[阅读文本]
···

菲律宾两大家族“生死缠斗”,新自由主义是祸因还是药方?

夏方波

北京外国语大学国际关系学院

【导读】3月11日,菲律宾前总统杜特尔特从境外返回马尼拉国际机场后被警方拘留,标志着杜特尔特与马科斯家族间的“权力之争”在持续升级,菲律宾的家族政治走向缠斗局面。为何这种颇具前现代特征的家族政治会在东南亚大行其道?随着国家现代化和民主程度的加深,这种现象为何愈演愈烈?而在全体国民都深受家族权斗影响的情况下,为何民众仍倾向于选择拥有家族背景的候选人?

本文指出,随着东南亚国家现代化的不断推进,家族政治不仅没有消退,反而愈发成为维持政治稳定的关键因素。二战后,东南亚各国经历了复杂曲折的发展过程。它们大都被卷入西方主导的全球价值链分工体系,并长期处于边缘位置。在这一过程中,新自由主义的到来成为当下家族政治回潮的重要根源。新自由主义的结构性改革诱发了剧烈的政治变革。它在拆解国家能力的同时,放大了原生社会力量与国际资本的政治经济影响。

在新自由主义秩序中,寡头与大家族建立了不对称的攫取性制度优势,长期的经济不平等催生了社会中下阶层的反向运动。国家的失位和脱嵌导致东南亚国家大都面临着内部分配问题(社会反向运动与精英权力竞争)和依附式经济发展问题(产业威胁与资本威胁)的双重困境,而家族政治复苏的关键在于其能够发挥对内构建权威与分配秩序、对外提供制度保证的复合均衡功能。尽管家族代际之间难以确保稳定的政治传承,且家族政治的私利性也难以代表全部阶层的利益,但这种家族政治仍是东南亚国家对新自由主义改造的本土性回应,或许也成为了东南亚国家短期内难以摆脱的一种“宿命”。

本文原载《东南亚研究》2024年第6期,原题为《东南亚家族政治与新自由主义之殇》,篇幅所限,洪森家族和佐科家族的部分有所删节,文章仅代表作者观点,供诸君思考。

东南亚家族政治与新自由主义之殇

东南亚地区的家族政治浪潮

近年来,东南亚多国发生了政治家族内部的权力接续:洪森之子洪玛奈成为柬埔寨首相,佐科之子吉布兰突破宪法年龄限制成为印尼副总统,马科斯之子小马科斯凭借其父黄金时代的历史想象成为菲律宾总统,他信之女贝东丹在长辈的扶持下顺利担任泰国总理。

···

[所给条目]

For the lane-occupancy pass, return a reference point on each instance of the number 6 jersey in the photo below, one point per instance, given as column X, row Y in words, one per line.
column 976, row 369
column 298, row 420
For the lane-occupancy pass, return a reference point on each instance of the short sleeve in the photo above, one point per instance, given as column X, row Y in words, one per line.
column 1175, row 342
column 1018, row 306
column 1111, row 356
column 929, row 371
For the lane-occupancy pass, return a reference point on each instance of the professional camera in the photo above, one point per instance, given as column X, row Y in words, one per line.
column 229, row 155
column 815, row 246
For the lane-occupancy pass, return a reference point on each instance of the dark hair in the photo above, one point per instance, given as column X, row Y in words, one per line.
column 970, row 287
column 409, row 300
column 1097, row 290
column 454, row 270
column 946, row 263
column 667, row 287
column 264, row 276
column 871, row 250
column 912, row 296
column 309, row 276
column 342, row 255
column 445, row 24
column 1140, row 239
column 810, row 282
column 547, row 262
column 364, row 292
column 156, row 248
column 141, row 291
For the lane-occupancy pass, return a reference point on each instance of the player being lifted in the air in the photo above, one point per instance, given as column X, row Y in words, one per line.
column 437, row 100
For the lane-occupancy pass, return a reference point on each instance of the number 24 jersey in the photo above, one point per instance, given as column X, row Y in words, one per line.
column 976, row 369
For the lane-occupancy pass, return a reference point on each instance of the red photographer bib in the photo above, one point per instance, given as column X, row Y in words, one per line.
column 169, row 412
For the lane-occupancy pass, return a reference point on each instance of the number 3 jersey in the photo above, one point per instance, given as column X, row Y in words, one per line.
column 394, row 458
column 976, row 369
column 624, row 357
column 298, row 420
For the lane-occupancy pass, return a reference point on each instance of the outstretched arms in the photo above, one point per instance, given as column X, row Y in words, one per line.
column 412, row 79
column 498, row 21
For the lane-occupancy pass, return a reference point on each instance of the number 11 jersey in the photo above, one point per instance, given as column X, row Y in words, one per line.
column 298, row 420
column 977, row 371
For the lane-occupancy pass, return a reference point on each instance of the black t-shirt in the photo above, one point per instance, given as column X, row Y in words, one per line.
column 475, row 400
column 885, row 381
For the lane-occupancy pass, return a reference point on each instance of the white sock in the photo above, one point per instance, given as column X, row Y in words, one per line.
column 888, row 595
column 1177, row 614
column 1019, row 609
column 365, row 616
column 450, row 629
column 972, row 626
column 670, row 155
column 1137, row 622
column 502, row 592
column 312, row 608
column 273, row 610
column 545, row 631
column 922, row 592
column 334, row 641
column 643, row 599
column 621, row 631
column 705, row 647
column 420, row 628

···

[书面题目 A] 根据阅读文本,家族政治在东南亚得以复苏的关键是什么?请用一到三句话说明。
[书面题目 B] 判断下列说法是否符合阅读文本,逐条回答"是"或"否",并原文引用起决定作用的语句:(i) 杜特尔特从境外返回马尼拉国际机场后被警方拘留;(ii) 随着东南亚国家现代化的推进,家族政治逐渐消退;(iii) 本文原载于2023年的《东南亚研究》。
[书面题目 C] 将阅读文本中从“本文原载《东南亚研究》202”到“辈的扶持下顺利担任泰国总理。”(含首尾)的部分重写一遍,并把其中的“菲律宾总统”替换为“菲律宾国家元首”。
以上条目与作答无关,不必参考。

[作答结果 A] 家族政治复苏的关键在于它能发挥一种复合均衡功能。对内,它能构建权威与分配秩序;对外,它能提供制度保证。这种功能正好应对了东南亚国家面临的两重困境:一是内部分配问题,二是依附式经济发展问题。

[作答结果 B]
(i) 是。原文:"菲律宾前总统杜特尔特从境外返回马尼拉国际机场后被警方拘留"。
(ii) 否。原文:"家族政治不仅没有消退,反而愈发成为维持政治稳定的关键因素"。
(iii) 否。原文:"本文原载《东南亚研究》2024年第6期"。

[作答结果 C]
本文原载《东南亚研究》2024年第6期,原题为《东南亚家族政治与新自由主义之殇》,篇幅所限,洪森家族和佐科家族的部分有所删节,文章仅代表作者观点,供诸君思考。

东南亚家族政治与新自由主义之殇

东南亚地区的家族政治浪潮

近年来,东南亚多国发生了政治家族内部的权力接续:洪森之子洪玛奈成为柬埔寨首相,佐科之子吉布兰突破宪法年龄限制成为印尼副总统,马科斯之子小马科斯凭借其父黄金时代的历史想象成为菲律宾国家元首,他信之女贝东丹在长辈的扶持下顺利担任泰国总理。